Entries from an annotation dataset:
━━━━━━━━━━

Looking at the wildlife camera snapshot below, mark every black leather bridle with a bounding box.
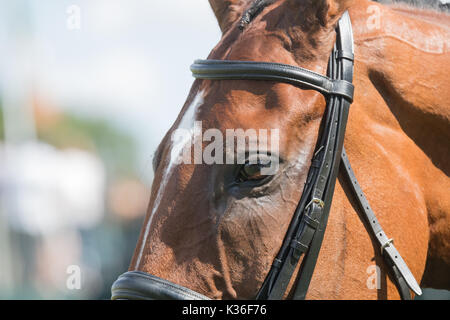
[112,12,422,300]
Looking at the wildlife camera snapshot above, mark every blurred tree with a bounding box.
[37,112,137,177]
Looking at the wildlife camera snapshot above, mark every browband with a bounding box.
[191,58,354,102]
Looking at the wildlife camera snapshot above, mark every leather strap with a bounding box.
[341,149,422,297]
[111,271,211,300]
[191,60,354,101]
[112,12,421,300]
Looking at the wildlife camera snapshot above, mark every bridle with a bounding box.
[112,12,422,300]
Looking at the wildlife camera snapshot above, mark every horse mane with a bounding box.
[239,0,450,30]
[239,0,276,30]
[372,0,450,13]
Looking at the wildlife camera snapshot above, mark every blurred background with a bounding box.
[0,0,443,299]
[0,0,220,299]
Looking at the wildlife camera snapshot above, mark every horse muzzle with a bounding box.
[111,271,211,300]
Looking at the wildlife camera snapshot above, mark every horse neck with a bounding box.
[345,1,450,289]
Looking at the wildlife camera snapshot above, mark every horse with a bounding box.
[110,0,450,299]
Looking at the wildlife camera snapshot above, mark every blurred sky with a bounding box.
[0,0,220,183]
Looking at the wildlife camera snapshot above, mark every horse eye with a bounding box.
[237,159,271,182]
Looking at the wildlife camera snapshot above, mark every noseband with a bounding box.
[112,12,422,300]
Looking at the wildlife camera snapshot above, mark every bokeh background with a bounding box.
[0,0,448,299]
[0,0,220,299]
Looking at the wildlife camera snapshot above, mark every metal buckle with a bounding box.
[305,198,325,211]
[381,238,394,254]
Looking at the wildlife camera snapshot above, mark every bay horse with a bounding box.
[114,0,450,299]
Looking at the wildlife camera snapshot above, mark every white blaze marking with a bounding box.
[134,91,204,270]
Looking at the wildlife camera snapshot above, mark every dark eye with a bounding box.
[236,155,272,182]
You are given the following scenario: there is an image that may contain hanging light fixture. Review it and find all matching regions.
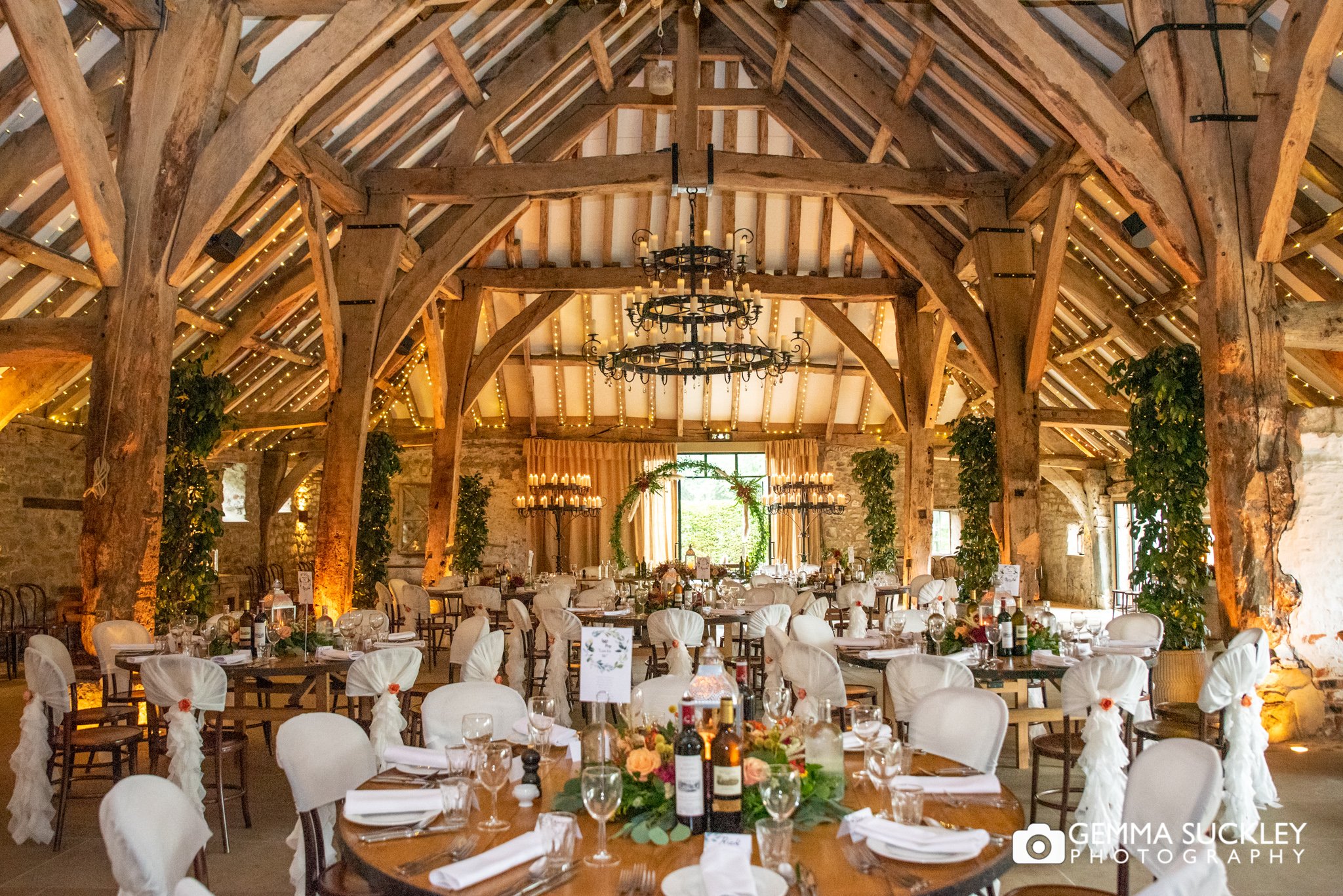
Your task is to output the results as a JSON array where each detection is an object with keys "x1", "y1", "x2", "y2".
[{"x1": 583, "y1": 144, "x2": 811, "y2": 383}]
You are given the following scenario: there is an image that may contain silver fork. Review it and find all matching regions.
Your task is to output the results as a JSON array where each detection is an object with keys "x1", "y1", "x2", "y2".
[{"x1": 396, "y1": 834, "x2": 479, "y2": 877}]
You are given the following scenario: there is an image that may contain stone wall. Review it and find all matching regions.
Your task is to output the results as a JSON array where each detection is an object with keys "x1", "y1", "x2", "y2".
[{"x1": 0, "y1": 423, "x2": 85, "y2": 599}]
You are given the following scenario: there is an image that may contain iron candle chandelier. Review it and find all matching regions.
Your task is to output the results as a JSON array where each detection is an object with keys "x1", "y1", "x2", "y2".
[{"x1": 583, "y1": 144, "x2": 811, "y2": 383}]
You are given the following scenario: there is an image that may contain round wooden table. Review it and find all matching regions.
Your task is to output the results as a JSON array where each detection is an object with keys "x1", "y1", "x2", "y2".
[{"x1": 337, "y1": 754, "x2": 1025, "y2": 896}]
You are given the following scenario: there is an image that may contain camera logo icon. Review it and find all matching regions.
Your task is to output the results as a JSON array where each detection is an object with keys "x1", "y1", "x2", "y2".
[{"x1": 1011, "y1": 822, "x2": 1066, "y2": 865}]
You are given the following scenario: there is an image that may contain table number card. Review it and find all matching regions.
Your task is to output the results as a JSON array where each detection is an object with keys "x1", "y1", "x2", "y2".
[{"x1": 579, "y1": 626, "x2": 634, "y2": 703}]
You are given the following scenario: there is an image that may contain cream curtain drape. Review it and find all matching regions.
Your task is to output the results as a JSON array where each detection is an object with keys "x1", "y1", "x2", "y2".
[
  {"x1": 523, "y1": 439, "x2": 677, "y2": 572},
  {"x1": 764, "y1": 439, "x2": 820, "y2": 567}
]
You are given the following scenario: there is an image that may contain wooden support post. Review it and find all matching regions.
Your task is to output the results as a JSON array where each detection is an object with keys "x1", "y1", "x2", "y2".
[
  {"x1": 423, "y1": 286, "x2": 486, "y2": 585},
  {"x1": 966, "y1": 197, "x2": 1039, "y2": 600},
  {"x1": 1125, "y1": 0, "x2": 1297, "y2": 627},
  {"x1": 79, "y1": 0, "x2": 236, "y2": 642},
  {"x1": 313, "y1": 195, "x2": 405, "y2": 613}
]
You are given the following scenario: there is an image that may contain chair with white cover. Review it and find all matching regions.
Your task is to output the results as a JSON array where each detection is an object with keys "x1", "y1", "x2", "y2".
[
  {"x1": 504, "y1": 598, "x2": 536, "y2": 697},
  {"x1": 98, "y1": 775, "x2": 209, "y2": 896},
  {"x1": 909, "y1": 688, "x2": 1007, "y2": 773},
  {"x1": 90, "y1": 619, "x2": 155, "y2": 705},
  {"x1": 649, "y1": 608, "x2": 704, "y2": 676},
  {"x1": 140, "y1": 654, "x2": 251, "y2": 853},
  {"x1": 788, "y1": 613, "x2": 835, "y2": 647},
  {"x1": 1198, "y1": 640, "x2": 1281, "y2": 833},
  {"x1": 420, "y1": 681, "x2": 523, "y2": 750},
  {"x1": 885, "y1": 653, "x2": 975, "y2": 726},
  {"x1": 630, "y1": 676, "x2": 693, "y2": 727},
  {"x1": 780, "y1": 641, "x2": 845, "y2": 718},
  {"x1": 763, "y1": 626, "x2": 788, "y2": 690},
  {"x1": 541, "y1": 607, "x2": 583, "y2": 726},
  {"x1": 345, "y1": 648, "x2": 424, "y2": 768},
  {"x1": 1030, "y1": 654, "x2": 1147, "y2": 859},
  {"x1": 462, "y1": 630, "x2": 504, "y2": 681},
  {"x1": 447, "y1": 617, "x2": 491, "y2": 681},
  {"x1": 275, "y1": 712, "x2": 377, "y2": 896}
]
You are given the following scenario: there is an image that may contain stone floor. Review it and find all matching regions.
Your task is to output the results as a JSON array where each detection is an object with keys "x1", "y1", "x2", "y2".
[{"x1": 0, "y1": 674, "x2": 1343, "y2": 896}]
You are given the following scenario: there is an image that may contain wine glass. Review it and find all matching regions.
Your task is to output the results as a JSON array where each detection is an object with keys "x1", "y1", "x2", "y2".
[
  {"x1": 475, "y1": 741, "x2": 513, "y2": 830},
  {"x1": 759, "y1": 764, "x2": 802, "y2": 821},
  {"x1": 583, "y1": 766, "x2": 624, "y2": 868},
  {"x1": 849, "y1": 704, "x2": 881, "y2": 782}
]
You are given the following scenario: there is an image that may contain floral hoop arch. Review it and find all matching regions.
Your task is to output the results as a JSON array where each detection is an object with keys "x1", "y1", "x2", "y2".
[{"x1": 610, "y1": 461, "x2": 770, "y2": 568}]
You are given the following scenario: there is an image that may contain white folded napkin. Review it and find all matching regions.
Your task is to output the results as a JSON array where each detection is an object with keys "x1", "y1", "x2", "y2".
[
  {"x1": 428, "y1": 827, "x2": 545, "y2": 889},
  {"x1": 858, "y1": 645, "x2": 919, "y2": 659},
  {"x1": 383, "y1": 744, "x2": 447, "y2": 768},
  {"x1": 345, "y1": 787, "x2": 443, "y2": 818},
  {"x1": 834, "y1": 636, "x2": 881, "y2": 648},
  {"x1": 513, "y1": 717, "x2": 579, "y2": 747},
  {"x1": 1030, "y1": 650, "x2": 1081, "y2": 669},
  {"x1": 891, "y1": 775, "x2": 1003, "y2": 795},
  {"x1": 843, "y1": 726, "x2": 891, "y2": 750},
  {"x1": 839, "y1": 809, "x2": 988, "y2": 854},
  {"x1": 700, "y1": 834, "x2": 756, "y2": 896}
]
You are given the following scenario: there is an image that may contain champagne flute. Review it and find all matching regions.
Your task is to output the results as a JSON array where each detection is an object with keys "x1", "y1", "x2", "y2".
[
  {"x1": 583, "y1": 766, "x2": 624, "y2": 868},
  {"x1": 849, "y1": 704, "x2": 881, "y2": 782},
  {"x1": 475, "y1": 741, "x2": 513, "y2": 832},
  {"x1": 759, "y1": 764, "x2": 802, "y2": 821}
]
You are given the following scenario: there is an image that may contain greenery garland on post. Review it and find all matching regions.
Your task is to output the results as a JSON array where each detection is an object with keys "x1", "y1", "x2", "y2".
[
  {"x1": 850, "y1": 447, "x2": 900, "y2": 570},
  {"x1": 1108, "y1": 345, "x2": 1209, "y2": 650},
  {"x1": 951, "y1": 415, "x2": 1003, "y2": 598},
  {"x1": 155, "y1": 359, "x2": 235, "y2": 625},
  {"x1": 353, "y1": 430, "x2": 401, "y2": 607},
  {"x1": 452, "y1": 473, "x2": 494, "y2": 575}
]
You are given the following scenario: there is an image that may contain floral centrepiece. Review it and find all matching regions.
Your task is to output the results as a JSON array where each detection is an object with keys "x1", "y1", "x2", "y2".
[{"x1": 553, "y1": 718, "x2": 850, "y2": 846}]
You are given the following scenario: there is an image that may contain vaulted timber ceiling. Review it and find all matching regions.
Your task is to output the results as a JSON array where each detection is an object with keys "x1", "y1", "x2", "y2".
[{"x1": 0, "y1": 0, "x2": 1343, "y2": 458}]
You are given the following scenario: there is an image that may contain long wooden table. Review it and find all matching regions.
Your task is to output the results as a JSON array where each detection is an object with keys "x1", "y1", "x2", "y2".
[{"x1": 337, "y1": 754, "x2": 1025, "y2": 896}]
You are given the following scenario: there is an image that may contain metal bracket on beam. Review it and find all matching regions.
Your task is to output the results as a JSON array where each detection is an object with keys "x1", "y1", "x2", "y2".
[{"x1": 1134, "y1": 22, "x2": 1248, "y2": 52}]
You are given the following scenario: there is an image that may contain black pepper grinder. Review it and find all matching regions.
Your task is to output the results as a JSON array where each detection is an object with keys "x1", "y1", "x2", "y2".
[{"x1": 521, "y1": 750, "x2": 541, "y2": 799}]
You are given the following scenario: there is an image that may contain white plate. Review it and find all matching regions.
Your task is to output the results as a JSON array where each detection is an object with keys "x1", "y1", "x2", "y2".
[
  {"x1": 868, "y1": 837, "x2": 980, "y2": 865},
  {"x1": 662, "y1": 865, "x2": 788, "y2": 896}
]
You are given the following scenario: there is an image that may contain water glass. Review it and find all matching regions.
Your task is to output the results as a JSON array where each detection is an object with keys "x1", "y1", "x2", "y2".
[
  {"x1": 536, "y1": 811, "x2": 579, "y2": 873},
  {"x1": 756, "y1": 818, "x2": 792, "y2": 870},
  {"x1": 475, "y1": 743, "x2": 513, "y2": 832},
  {"x1": 438, "y1": 777, "x2": 471, "y2": 830},
  {"x1": 582, "y1": 766, "x2": 624, "y2": 868},
  {"x1": 891, "y1": 785, "x2": 924, "y2": 825}
]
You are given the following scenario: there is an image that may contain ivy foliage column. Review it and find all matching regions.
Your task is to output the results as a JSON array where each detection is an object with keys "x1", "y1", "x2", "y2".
[
  {"x1": 851, "y1": 447, "x2": 900, "y2": 570},
  {"x1": 155, "y1": 359, "x2": 235, "y2": 626},
  {"x1": 1110, "y1": 345, "x2": 1209, "y2": 650},
  {"x1": 353, "y1": 430, "x2": 401, "y2": 607},
  {"x1": 951, "y1": 415, "x2": 1003, "y2": 599}
]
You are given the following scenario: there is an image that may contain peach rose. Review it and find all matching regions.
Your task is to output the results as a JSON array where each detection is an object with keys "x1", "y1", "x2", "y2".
[
  {"x1": 741, "y1": 756, "x2": 770, "y2": 787},
  {"x1": 624, "y1": 747, "x2": 662, "y2": 781}
]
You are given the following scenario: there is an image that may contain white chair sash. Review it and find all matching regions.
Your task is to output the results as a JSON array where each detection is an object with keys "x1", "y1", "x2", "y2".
[
  {"x1": 885, "y1": 653, "x2": 975, "y2": 722},
  {"x1": 504, "y1": 598, "x2": 532, "y2": 697},
  {"x1": 462, "y1": 631, "x2": 504, "y2": 681},
  {"x1": 1062, "y1": 654, "x2": 1147, "y2": 859},
  {"x1": 747, "y1": 603, "x2": 791, "y2": 638},
  {"x1": 649, "y1": 610, "x2": 704, "y2": 676},
  {"x1": 98, "y1": 773, "x2": 209, "y2": 896},
  {"x1": 764, "y1": 626, "x2": 788, "y2": 690},
  {"x1": 1198, "y1": 642, "x2": 1281, "y2": 833},
  {"x1": 782, "y1": 641, "x2": 845, "y2": 718},
  {"x1": 140, "y1": 655, "x2": 228, "y2": 814},
  {"x1": 447, "y1": 617, "x2": 491, "y2": 667},
  {"x1": 541, "y1": 607, "x2": 583, "y2": 726},
  {"x1": 8, "y1": 646, "x2": 70, "y2": 844},
  {"x1": 275, "y1": 712, "x2": 377, "y2": 896},
  {"x1": 345, "y1": 648, "x2": 423, "y2": 769}
]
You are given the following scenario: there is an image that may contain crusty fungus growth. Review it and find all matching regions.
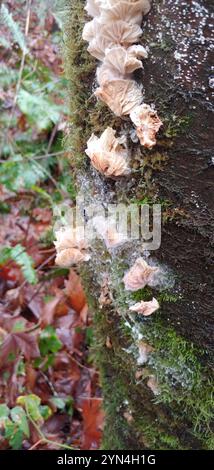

━━━━━━━━━━

### [WHAT IS NEEDED]
Copy out everything in the records from the line containing "tree with a bounding box." down to the line containing "[345,1,450,289]", both of those lines included, keeping every character as it stands.

### [WRITTEN SOLUTION]
Looking at the wildlife camera snapshot above, mark every blurred tree with a bounding box.
[37,112,137,177]
Looking at the wildlife camera snapshot above, mark every browband with a bounding box.
[191,58,354,102]
Looking at the wildlife camera snapshot above, mark every leather strap with a bounding box.
[341,149,422,297]
[111,271,211,300]
[191,60,354,101]
[112,12,421,300]
Looking at the wildlife camera snapshot above, mark every bridle with a bounding box.
[112,12,422,300]
Looking at the wildlife camera snapshot above, mark every horse mane with a bounding box.
[239,0,450,30]
[239,0,276,30]
[372,0,450,13]
Looking at the wildlife camera snapshot above, mark every blurred background with a bounding box.
[0,0,443,299]
[0,0,220,299]
Looking at the wildlife camera snapshot above, mark every horse muzzle with a bounding box.
[111,271,211,300]
Looking at the wildlife camera snapshot above, mark every horse neck with a bounding box.
[345,1,450,289]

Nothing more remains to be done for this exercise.